Now, I know I’ve ranted about our cluttered pavements before! The Parisian-style cafés that have co-opted the public right of way for their own retail space; the A-frames advertising everything from beer to bikini-waxes; and the mournful, monotonous accordion murderers. They are all street trash but, for the most part, I’ve learned to live with them.
I’m not even going to vent more spleen on the school run. Summer’s here and we can enjoy seven blissful weeks without toddler’s on ‘Razor’ scooters cutting a swathe down the pavement as they hurtle away from their handlers; and no four-wheel-drive Ego-carriers off-roading across the York-stone paving. Not today!
No, this afternoon, in-between rubbing arnica into a bruise the size of a kumquat on my shin and feeling the blood seep from cuts on my palms that I hope don’t require a tetanus jab, I am putting finger to keyboard because it’s a waste of time trying to contact those responsible for my injuries. Thanks Camden!

Data lines:
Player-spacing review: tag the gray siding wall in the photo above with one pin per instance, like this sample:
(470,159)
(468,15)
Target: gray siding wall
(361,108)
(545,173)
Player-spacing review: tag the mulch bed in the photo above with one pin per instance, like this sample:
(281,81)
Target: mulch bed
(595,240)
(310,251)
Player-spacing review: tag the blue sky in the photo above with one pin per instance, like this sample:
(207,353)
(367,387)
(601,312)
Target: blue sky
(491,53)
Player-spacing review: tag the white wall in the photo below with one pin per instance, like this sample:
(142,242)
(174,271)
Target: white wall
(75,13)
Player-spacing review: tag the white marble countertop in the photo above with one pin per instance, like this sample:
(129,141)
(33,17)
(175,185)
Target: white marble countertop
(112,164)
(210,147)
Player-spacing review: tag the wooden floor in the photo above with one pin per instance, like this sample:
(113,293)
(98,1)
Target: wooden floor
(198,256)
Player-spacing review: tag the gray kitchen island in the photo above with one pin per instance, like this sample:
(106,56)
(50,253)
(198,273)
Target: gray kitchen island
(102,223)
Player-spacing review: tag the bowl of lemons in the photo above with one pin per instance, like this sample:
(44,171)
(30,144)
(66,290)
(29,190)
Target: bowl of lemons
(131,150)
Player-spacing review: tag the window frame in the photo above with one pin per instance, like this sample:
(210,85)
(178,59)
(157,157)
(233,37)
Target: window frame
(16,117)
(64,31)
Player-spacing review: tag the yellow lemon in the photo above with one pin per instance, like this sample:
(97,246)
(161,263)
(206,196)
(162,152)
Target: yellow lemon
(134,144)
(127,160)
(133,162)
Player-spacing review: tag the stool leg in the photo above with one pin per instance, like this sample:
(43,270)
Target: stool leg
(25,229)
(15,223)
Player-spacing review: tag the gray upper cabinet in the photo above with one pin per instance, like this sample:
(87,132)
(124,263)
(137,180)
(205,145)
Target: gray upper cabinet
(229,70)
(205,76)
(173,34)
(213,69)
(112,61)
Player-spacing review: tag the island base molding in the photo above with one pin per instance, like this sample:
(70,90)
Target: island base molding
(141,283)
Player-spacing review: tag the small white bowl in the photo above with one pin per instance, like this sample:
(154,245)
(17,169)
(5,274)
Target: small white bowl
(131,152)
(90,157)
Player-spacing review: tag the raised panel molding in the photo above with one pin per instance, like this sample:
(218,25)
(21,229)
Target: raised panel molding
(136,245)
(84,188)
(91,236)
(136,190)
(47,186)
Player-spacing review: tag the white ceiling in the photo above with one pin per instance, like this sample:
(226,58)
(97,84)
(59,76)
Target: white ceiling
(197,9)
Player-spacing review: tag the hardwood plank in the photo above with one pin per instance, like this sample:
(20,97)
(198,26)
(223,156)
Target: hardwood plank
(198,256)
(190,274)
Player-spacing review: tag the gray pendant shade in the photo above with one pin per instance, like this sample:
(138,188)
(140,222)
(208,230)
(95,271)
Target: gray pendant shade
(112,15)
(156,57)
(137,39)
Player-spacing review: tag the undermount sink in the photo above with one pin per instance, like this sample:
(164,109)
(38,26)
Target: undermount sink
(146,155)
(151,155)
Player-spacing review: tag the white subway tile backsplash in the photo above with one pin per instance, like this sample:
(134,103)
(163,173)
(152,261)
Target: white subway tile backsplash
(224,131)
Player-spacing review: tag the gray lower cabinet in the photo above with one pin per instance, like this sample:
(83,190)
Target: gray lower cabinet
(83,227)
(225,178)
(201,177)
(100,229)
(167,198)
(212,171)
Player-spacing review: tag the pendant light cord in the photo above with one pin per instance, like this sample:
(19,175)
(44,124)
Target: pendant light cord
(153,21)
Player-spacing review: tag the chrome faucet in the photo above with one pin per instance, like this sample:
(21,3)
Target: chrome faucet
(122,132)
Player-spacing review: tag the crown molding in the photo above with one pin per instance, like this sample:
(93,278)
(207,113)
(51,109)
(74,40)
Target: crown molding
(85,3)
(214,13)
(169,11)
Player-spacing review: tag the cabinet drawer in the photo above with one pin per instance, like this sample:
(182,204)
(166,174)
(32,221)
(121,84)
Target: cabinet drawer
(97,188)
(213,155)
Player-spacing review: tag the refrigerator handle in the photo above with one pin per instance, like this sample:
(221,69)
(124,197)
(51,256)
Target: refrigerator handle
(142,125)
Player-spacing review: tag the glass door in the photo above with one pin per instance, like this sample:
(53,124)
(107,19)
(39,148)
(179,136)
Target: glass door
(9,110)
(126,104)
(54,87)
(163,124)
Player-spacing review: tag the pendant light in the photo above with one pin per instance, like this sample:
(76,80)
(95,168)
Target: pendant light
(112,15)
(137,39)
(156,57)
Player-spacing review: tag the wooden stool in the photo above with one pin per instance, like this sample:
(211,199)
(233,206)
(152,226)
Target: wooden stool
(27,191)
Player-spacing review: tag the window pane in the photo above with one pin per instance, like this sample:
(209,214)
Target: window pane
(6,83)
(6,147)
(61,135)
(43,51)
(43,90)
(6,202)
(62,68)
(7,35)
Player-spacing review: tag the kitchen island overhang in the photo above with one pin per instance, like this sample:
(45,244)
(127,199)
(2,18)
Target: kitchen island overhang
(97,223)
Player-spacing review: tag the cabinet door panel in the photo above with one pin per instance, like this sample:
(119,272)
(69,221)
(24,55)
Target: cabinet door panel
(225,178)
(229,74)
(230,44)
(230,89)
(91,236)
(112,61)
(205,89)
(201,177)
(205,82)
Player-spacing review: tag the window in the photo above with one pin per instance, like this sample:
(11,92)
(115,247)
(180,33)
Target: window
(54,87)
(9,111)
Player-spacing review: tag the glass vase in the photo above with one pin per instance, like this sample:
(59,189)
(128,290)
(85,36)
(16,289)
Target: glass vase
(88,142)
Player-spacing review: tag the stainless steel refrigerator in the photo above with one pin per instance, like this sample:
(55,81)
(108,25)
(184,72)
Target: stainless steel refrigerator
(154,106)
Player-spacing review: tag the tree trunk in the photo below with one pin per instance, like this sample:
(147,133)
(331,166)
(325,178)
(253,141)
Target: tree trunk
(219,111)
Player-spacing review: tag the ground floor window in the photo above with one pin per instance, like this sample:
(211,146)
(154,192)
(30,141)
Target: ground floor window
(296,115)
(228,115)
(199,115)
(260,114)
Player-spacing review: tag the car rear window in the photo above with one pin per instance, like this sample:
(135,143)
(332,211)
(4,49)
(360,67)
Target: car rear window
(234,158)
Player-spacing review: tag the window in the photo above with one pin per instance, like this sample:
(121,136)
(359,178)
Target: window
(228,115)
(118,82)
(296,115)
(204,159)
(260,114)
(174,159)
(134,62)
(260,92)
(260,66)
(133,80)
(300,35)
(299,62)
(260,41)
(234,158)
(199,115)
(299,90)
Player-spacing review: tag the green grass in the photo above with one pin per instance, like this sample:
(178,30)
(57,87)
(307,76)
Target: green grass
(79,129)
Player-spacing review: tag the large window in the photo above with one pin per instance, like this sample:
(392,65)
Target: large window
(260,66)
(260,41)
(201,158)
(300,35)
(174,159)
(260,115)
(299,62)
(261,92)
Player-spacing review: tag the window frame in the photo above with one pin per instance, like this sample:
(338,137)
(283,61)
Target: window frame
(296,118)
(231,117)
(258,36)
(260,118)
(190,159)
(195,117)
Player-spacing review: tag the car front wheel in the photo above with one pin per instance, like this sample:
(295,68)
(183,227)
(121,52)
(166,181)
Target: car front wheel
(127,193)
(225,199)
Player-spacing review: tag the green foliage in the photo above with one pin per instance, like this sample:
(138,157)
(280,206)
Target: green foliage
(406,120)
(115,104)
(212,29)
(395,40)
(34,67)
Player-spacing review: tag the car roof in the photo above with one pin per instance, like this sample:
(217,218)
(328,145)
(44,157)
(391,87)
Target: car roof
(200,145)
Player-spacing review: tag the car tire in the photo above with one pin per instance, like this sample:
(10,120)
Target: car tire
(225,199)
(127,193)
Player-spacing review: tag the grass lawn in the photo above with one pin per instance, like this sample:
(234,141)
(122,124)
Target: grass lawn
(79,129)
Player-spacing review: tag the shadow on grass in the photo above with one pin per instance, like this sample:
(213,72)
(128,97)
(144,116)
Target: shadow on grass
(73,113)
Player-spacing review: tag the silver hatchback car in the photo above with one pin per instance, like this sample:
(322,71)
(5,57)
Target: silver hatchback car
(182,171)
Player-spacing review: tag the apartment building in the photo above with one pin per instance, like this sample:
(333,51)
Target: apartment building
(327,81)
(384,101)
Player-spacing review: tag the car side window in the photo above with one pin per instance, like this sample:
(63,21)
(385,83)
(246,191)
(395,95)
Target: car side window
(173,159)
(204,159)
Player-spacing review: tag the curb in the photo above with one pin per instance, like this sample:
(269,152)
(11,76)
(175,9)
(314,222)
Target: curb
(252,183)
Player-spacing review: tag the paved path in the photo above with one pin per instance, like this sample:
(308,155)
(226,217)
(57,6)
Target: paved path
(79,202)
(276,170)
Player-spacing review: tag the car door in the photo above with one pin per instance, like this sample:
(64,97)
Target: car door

Instructions:
1 > For the pavement piece, say whether each statement agrees with it, answering yes or no and quoting the exact words that settle it: (a) The writer has mostly learned to live with the cafés, A-frames and accordion players. (b) The writer has already reached the people responsible for the injuries. (c) The bruise on the writer's shin is compared to a kumquat.
2 > Reproduce the pavement piece word for word from "Now, I know" up to and including "paving. Not today!".
The material above comes from a different source than the pavement piece.

Responses to the exercise:
1 >
(a) Yes: "for the most part, I’ve learned to live with them."
(b) No: "it’s a waste of time trying to contact those responsible for my injuries."
(c) Yes: "a bruise the size of a kumquat on my shin"

2 >
Now, I know I’ve ranted about our cluttered pavements before! The Parisian-style cafés that have co-opted the public right of way for their own retail space; the A-frames advertising everything from beer to bikini-waxes; and the mournful, monotonous accordion murderers. They are all street trash but, for the most part, I’ve learned to live with them.
I’m not even going to vent more spleen on the school run. Summer’s here and we can enjoy seven blissful weeks without toddler’s on ‘Razor’ scooters cutting a swathe down the pavement as they hurtle away from their handlers; and no four-wheel-drive Ego-carriers off-roading across the York-stone paving. Not today!